Everything in the data that follows should be given again verbatim, except the images.

# EXTRACTED RECORDS:
BEGIN

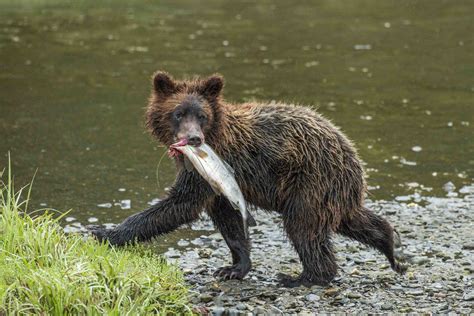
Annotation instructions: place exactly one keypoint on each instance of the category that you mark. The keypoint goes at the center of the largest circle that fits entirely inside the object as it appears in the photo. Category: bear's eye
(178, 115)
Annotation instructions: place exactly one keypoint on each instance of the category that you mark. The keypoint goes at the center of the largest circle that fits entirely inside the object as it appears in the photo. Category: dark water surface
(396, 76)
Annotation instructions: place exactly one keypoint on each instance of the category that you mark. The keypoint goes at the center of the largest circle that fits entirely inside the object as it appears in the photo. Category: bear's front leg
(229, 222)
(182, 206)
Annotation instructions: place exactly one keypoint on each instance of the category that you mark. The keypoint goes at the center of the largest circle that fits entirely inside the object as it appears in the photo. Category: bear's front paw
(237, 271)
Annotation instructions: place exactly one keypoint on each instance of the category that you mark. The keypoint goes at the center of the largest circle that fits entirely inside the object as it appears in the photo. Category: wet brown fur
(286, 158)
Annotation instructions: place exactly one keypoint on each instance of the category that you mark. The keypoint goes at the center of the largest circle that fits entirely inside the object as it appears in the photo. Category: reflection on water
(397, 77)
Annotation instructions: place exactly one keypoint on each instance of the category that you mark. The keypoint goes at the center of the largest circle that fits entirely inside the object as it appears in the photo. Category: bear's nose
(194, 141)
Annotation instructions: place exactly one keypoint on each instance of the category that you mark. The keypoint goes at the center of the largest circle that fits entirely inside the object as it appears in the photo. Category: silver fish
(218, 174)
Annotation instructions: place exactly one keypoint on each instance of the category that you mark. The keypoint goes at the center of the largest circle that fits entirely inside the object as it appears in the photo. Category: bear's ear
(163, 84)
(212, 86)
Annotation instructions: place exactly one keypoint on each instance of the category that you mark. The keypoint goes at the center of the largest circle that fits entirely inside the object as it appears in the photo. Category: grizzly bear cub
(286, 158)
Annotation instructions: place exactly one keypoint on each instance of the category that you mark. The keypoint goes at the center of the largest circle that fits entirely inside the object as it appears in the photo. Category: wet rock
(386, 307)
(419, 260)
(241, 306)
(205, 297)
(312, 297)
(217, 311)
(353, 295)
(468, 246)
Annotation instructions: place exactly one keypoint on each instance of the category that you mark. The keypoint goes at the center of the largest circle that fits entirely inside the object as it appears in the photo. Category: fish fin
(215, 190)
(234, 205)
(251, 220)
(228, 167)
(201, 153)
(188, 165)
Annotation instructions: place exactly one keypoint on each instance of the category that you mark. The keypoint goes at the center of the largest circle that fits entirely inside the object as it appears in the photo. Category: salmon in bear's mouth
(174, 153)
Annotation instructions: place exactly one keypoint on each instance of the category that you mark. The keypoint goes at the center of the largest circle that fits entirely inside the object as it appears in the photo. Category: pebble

END

# EXPECTED OUTPUT:
Annotation instructions: place exactly one keypoint on each instance of the category that you mark. The keypoint goes at the center of the largest circle that fits entirely inside the object as it appears in the photo. Category: bear's eye
(178, 115)
Annotation instructions: place exactly one keypoint on each instance of the category that you mark. The keypoint goes at the center of the largest circle that fits entirely inside the object as it appears in the photo. Category: dark water surface
(396, 76)
Annotation instructions: place exactly one keypoint on each instance of the category that you mark. The keypoint goes at the center of the largest circle that fits entirely inside the object as it appears in the photo. Category: bear's front leg
(229, 222)
(182, 206)
Annotation instructions: place exactly one keypoint on each instance of the category that you mark. The keypoint goes at the center of the largest circle that fits entirely inside the object as it appears in the photo. Category: bear's front paw
(237, 271)
Annotation instructions: place exactly one keypoint on each instance of the category that you mark. The keypoint goes at the center of the largest circle that fits entirely inside the object as it appears in the photo. Category: wet brown fur
(286, 158)
Annotation instructions: place exactly one keypoint on each instance of the category that you mark. The keypoint goes at the center of the largest circle that fits entirely inside the object as it appears in the photo. Category: reflection on water
(397, 77)
Annotation instructions: place exactly one keypoint on each instance of the category that you mark. The keypoint goes at the center of the largest circle that fits entirely inside the object as it appears in the photo. Category: bear's nose
(194, 141)
Annotation instructions: place exactly one keypoint on each instance of the category that you mark. The keypoint goes at the center of the largest circle that fits entirely inside the object as it appears in the photo. Category: silver fish
(218, 174)
Annotation instructions: place exactly one keypoint on each instance of the category that you mark. The keypoint goes at the center of the largest circle that fits entirely inside the object as it appears in the photo. Category: bear's ear
(163, 84)
(212, 86)
Annotation instructions: place exactly one keypoint on each instance of the category that you mark. The keypoint goes at the center of the largest circle that fits entirely inside the object as it appears in the photo. Category: grizzly bear cub
(286, 158)
Annotation instructions: place exactly one keypoint on each instance of the category that you mark. The keypoint goes at the center of the largest circle that fits entirely inside the object as it appears in the photo. Category: wet rock
(386, 307)
(419, 260)
(241, 306)
(205, 297)
(312, 297)
(217, 311)
(353, 295)
(468, 246)
Annotation instructions: place exactly one keypoint on each instance of the category that you mark. The keypoint goes at the center of the largest circle that fits entirely inside the object as it appears in the photo. Category: fish fin
(215, 190)
(234, 205)
(251, 220)
(228, 167)
(201, 153)
(188, 165)
Annotation instructions: place exactly one keypoint on each instance of the category that you mark. The keypoint goes at the center of the largest circle that fits entirely inside the object as it appears in the photo. Category: salmon in bear's mouth
(174, 153)
Annotation instructions: place exactly one keypoint on each instance of the category that you mark. The keypoint goes at the center of the largest circle that fits entirely inside the object as it appears in the photo. Category: pebble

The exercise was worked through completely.